Exercise aim =
Pull out each line of the listing below that contains the word "mountain", matching case exactly.

Task material =
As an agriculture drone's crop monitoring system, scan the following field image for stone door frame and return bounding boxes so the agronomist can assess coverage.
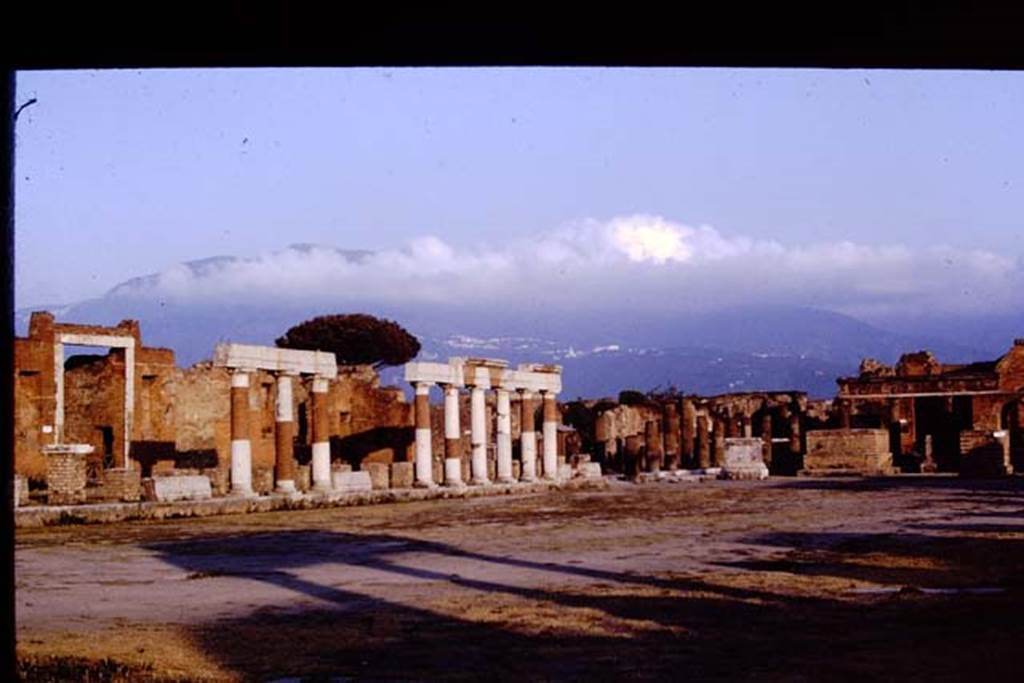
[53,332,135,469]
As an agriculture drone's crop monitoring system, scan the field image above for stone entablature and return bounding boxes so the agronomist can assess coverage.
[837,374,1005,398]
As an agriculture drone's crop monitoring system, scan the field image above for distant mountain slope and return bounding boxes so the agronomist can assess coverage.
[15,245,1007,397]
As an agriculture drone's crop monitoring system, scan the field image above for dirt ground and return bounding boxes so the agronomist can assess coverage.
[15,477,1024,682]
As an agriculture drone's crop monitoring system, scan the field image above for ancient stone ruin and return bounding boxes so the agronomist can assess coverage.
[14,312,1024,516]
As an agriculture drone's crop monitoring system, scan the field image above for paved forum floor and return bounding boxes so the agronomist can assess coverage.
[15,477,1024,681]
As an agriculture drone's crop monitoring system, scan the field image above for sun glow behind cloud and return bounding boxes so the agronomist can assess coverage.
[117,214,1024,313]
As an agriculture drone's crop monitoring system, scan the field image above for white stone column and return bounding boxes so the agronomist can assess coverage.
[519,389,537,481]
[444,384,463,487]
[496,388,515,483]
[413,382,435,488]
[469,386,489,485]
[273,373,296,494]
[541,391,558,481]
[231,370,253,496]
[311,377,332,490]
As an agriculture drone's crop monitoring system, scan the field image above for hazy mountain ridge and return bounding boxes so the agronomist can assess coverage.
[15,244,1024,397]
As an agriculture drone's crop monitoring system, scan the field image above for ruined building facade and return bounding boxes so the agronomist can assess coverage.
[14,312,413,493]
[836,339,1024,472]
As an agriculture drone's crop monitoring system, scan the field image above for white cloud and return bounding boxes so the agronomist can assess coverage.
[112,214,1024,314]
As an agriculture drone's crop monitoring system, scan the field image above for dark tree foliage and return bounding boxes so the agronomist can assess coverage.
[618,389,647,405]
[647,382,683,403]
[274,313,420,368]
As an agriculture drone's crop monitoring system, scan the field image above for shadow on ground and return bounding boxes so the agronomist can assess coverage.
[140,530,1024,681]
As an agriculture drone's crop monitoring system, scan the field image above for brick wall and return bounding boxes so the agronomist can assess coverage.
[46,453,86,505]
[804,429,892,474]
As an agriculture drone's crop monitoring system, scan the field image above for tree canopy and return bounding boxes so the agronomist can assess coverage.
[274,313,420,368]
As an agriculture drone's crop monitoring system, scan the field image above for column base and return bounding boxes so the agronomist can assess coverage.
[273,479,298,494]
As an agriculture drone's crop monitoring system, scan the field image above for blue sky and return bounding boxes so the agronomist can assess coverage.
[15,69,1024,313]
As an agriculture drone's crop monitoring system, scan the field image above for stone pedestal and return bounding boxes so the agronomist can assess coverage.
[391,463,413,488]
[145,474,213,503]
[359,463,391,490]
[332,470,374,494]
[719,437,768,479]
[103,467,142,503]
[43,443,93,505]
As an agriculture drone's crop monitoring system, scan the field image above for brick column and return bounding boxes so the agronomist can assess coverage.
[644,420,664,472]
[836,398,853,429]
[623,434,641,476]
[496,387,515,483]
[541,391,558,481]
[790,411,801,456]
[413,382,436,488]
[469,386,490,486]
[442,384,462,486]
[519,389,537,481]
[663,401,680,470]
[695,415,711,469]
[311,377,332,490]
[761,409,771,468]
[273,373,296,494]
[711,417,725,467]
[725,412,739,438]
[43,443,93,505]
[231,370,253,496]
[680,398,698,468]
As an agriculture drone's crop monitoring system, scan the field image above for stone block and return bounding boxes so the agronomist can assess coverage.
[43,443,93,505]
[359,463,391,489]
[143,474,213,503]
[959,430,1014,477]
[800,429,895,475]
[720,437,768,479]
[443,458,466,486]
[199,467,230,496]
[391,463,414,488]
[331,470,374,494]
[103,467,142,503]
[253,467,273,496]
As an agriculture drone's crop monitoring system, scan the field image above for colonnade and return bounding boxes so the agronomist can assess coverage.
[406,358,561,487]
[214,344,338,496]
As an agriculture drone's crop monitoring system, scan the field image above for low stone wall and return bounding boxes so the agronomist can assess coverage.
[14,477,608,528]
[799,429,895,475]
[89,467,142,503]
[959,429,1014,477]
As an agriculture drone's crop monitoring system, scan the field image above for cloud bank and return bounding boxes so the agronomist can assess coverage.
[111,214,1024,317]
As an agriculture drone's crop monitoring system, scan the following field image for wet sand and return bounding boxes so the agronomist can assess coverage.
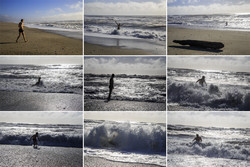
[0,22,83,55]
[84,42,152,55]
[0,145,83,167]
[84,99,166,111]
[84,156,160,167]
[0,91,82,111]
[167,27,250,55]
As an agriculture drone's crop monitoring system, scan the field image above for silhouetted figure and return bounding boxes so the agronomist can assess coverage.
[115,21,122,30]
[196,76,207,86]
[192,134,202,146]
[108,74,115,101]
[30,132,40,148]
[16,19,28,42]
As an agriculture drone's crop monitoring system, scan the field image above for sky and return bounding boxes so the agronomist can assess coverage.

Response to the task =
As an agriculture drone's crop monitoring system, scan the field image above for distant mountain slope and return bounding boxes so the agronomist can assess coverage.
As an agriculture drone's crop monitoring system, scan the field image above for hazy mountain ridge and return bounding boxes so the agronomist can assess coverage.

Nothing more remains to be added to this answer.